══ LISTED ENTRIES

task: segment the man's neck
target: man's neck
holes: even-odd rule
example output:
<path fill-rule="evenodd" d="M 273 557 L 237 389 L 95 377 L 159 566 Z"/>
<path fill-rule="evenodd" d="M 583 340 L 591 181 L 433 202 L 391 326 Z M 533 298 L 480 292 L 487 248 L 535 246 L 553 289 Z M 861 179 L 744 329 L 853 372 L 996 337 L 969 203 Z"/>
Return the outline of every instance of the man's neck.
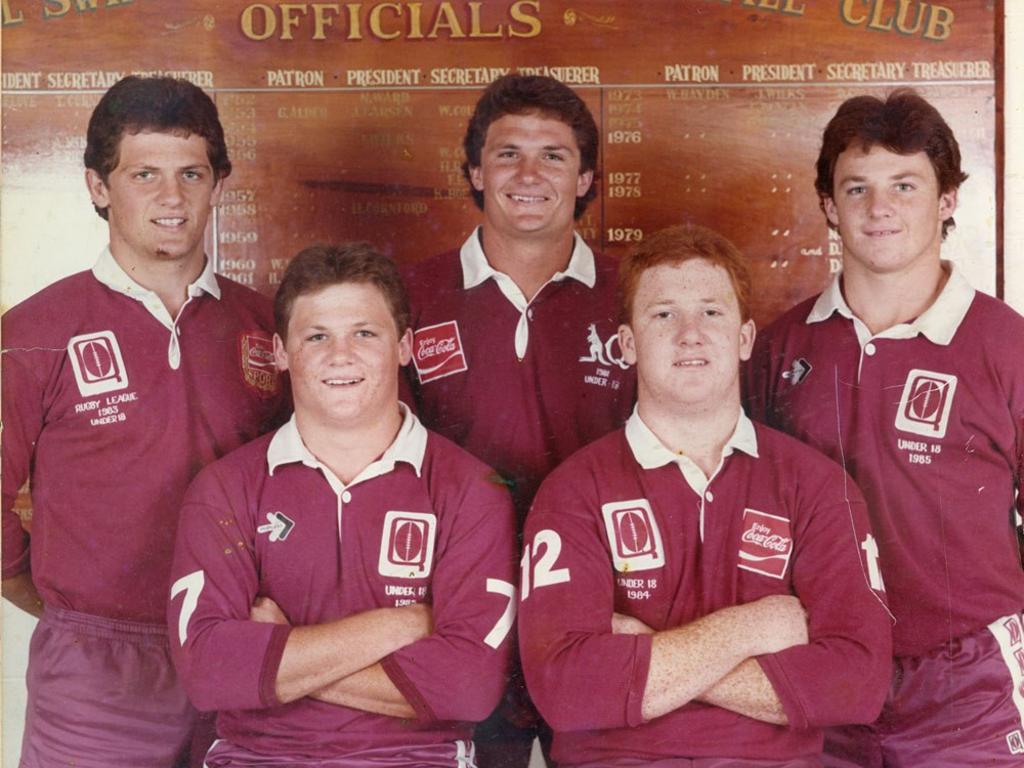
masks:
<path fill-rule="evenodd" d="M 119 250 L 111 244 L 111 254 L 118 265 L 142 288 L 157 294 L 171 317 L 177 317 L 188 300 L 188 286 L 199 280 L 206 267 L 206 256 L 200 252 L 182 260 L 140 261 L 123 253 L 119 255 Z"/>
<path fill-rule="evenodd" d="M 739 398 L 727 407 L 688 413 L 671 412 L 641 399 L 637 407 L 647 428 L 667 449 L 687 457 L 711 477 L 722 460 L 725 444 L 736 431 Z"/>
<path fill-rule="evenodd" d="M 557 238 L 510 238 L 486 223 L 480 232 L 487 263 L 509 275 L 526 301 L 532 301 L 555 272 L 564 270 L 572 256 L 571 227 Z"/>
<path fill-rule="evenodd" d="M 402 421 L 397 401 L 387 415 L 352 426 L 339 428 L 298 411 L 295 419 L 309 453 L 346 485 L 390 447 Z"/>
<path fill-rule="evenodd" d="M 938 298 L 949 273 L 936 258 L 896 274 L 843 272 L 843 297 L 871 335 L 920 317 Z"/>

════

Please swap "man's neck" for "man's left hand" in the material starting at its first line and ending at the line containing "583 340 L 591". Return only those lines, with nothing else changed.

task: segment the man's left hand
target: man's left hand
holes: even-odd rule
example output:
<path fill-rule="evenodd" d="M 273 557 L 237 389 L 95 377 L 159 566 Z"/>
<path fill-rule="evenodd" d="M 583 340 L 591 181 L 433 202 L 391 326 Z M 533 298 L 480 292 L 487 248 L 535 246 L 553 289 Z M 861 179 L 744 329 L 853 372 L 996 337 L 969 203 Z"/>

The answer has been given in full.